**TO DO**
In the material below, copy the lines from the one containing "Note to the class: identify the white blossom" through the one containing "(1316, 762)", keeping both of those lines. Reproduce them unchanged, one per line.

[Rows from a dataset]

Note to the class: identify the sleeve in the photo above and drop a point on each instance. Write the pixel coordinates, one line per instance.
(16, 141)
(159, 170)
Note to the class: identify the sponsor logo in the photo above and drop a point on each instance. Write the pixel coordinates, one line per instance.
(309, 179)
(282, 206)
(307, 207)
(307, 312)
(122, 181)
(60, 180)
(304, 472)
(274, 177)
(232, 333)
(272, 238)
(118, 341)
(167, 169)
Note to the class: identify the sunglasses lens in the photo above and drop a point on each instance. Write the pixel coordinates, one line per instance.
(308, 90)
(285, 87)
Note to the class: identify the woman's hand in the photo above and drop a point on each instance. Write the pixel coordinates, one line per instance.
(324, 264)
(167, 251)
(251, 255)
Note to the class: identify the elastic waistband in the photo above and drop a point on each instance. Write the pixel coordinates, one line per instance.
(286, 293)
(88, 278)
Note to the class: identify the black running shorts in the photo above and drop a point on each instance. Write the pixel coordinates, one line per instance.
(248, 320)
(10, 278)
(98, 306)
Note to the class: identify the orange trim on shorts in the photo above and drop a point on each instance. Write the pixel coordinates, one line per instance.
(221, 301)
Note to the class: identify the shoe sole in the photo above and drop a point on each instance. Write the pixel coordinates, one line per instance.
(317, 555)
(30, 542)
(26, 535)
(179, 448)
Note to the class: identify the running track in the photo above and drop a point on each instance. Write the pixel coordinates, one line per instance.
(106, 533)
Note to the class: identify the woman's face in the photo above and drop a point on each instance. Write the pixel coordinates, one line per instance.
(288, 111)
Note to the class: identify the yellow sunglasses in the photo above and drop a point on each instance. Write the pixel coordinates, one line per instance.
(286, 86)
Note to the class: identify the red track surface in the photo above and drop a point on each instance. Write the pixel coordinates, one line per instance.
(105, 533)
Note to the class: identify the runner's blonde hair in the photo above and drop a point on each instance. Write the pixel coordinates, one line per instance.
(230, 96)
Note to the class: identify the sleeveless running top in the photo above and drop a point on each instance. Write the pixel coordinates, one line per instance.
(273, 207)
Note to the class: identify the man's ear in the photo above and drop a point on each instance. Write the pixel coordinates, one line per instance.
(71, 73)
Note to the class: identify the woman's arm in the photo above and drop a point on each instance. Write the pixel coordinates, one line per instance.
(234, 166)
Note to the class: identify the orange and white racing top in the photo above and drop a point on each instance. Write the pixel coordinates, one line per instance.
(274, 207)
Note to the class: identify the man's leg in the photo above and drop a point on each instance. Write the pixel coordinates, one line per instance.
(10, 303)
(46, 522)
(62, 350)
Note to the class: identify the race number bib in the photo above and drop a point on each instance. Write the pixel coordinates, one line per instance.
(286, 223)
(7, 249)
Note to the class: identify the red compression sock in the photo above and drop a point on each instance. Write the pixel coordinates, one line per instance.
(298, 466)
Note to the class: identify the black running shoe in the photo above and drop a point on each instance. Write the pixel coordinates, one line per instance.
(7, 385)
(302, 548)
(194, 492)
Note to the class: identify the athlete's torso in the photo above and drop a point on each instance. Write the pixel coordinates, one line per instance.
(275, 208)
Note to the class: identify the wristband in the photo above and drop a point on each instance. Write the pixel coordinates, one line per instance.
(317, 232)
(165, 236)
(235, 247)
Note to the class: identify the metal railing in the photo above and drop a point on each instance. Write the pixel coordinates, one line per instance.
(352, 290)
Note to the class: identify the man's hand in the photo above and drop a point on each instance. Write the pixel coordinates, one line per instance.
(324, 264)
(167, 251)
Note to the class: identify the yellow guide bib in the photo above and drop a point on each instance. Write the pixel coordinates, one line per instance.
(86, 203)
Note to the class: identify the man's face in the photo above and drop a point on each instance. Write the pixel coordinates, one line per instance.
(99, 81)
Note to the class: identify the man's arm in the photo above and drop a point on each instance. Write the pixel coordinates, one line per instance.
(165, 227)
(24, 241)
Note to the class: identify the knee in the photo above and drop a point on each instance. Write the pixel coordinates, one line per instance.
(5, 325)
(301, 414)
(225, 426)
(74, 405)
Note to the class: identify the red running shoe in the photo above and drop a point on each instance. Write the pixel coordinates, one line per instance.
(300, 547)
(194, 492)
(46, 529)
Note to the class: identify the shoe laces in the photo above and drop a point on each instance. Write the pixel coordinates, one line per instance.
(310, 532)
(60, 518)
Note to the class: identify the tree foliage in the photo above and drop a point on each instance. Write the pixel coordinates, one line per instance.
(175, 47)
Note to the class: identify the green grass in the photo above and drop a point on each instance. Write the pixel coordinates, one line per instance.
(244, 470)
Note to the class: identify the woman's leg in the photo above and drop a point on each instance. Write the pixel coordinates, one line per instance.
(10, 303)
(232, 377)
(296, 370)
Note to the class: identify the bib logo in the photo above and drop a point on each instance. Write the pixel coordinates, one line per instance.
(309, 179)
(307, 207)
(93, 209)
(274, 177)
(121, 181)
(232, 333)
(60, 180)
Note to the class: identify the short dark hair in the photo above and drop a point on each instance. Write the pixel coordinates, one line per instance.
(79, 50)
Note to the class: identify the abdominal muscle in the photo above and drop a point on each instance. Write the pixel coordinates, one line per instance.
---
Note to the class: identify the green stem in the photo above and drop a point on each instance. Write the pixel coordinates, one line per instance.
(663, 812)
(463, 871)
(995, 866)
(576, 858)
---
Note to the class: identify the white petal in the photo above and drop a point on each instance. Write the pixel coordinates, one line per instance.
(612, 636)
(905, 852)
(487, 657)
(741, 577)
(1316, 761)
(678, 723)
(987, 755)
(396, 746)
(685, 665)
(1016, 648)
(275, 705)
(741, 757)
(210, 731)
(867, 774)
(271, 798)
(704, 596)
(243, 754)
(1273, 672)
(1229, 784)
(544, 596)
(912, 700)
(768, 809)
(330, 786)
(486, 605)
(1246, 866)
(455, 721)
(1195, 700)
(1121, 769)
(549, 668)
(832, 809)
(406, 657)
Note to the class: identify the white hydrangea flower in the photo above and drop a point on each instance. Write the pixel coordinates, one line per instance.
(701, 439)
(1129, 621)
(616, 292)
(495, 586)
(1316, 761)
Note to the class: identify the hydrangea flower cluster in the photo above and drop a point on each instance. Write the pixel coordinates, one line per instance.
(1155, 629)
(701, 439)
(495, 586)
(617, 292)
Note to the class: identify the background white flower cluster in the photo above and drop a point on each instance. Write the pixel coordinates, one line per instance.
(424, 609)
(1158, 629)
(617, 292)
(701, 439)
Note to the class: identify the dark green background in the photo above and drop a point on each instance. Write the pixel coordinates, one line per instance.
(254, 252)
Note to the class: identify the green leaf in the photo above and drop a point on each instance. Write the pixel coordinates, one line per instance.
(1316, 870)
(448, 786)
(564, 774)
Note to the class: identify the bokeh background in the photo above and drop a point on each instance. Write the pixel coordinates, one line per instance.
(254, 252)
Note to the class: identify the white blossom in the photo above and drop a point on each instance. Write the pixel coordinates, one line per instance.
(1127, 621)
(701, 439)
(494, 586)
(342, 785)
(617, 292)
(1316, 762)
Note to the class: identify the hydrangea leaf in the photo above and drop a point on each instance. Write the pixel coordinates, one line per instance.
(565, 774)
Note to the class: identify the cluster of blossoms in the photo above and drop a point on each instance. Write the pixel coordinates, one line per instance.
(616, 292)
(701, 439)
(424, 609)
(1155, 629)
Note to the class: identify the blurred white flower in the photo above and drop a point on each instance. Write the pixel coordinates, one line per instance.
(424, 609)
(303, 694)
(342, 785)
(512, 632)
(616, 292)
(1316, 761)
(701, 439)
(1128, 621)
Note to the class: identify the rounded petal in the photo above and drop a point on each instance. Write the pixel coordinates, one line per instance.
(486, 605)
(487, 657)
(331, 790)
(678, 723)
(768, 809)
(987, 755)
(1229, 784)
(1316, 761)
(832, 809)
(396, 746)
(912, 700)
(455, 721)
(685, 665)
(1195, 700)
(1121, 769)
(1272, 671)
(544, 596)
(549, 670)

**ANSWER IN FULL**
Note to the class: identify the white blossom in the photo above and drop a point on each instance. Write the pixel coordinates, one line per instance.
(1127, 621)
(701, 439)
(494, 586)
(342, 785)
(617, 292)
(1316, 762)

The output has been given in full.